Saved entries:
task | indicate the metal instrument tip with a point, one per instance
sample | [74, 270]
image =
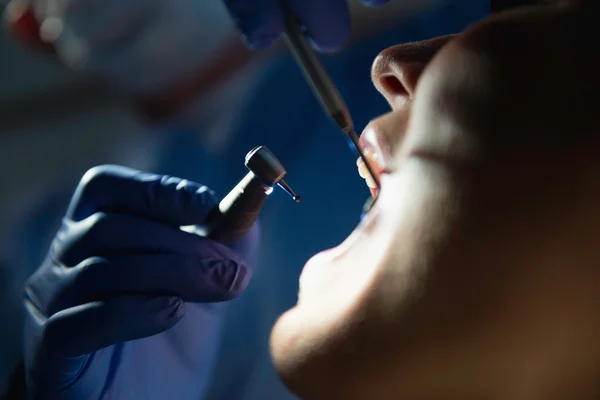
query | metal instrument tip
[283, 184]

## Task details
Go through the entries above and output them exactly, without pictures.

## Solved exercise
task | indicate the metal instrument tip with a point, one per instance
sample | [74, 270]
image =
query | metal instrument tip
[283, 184]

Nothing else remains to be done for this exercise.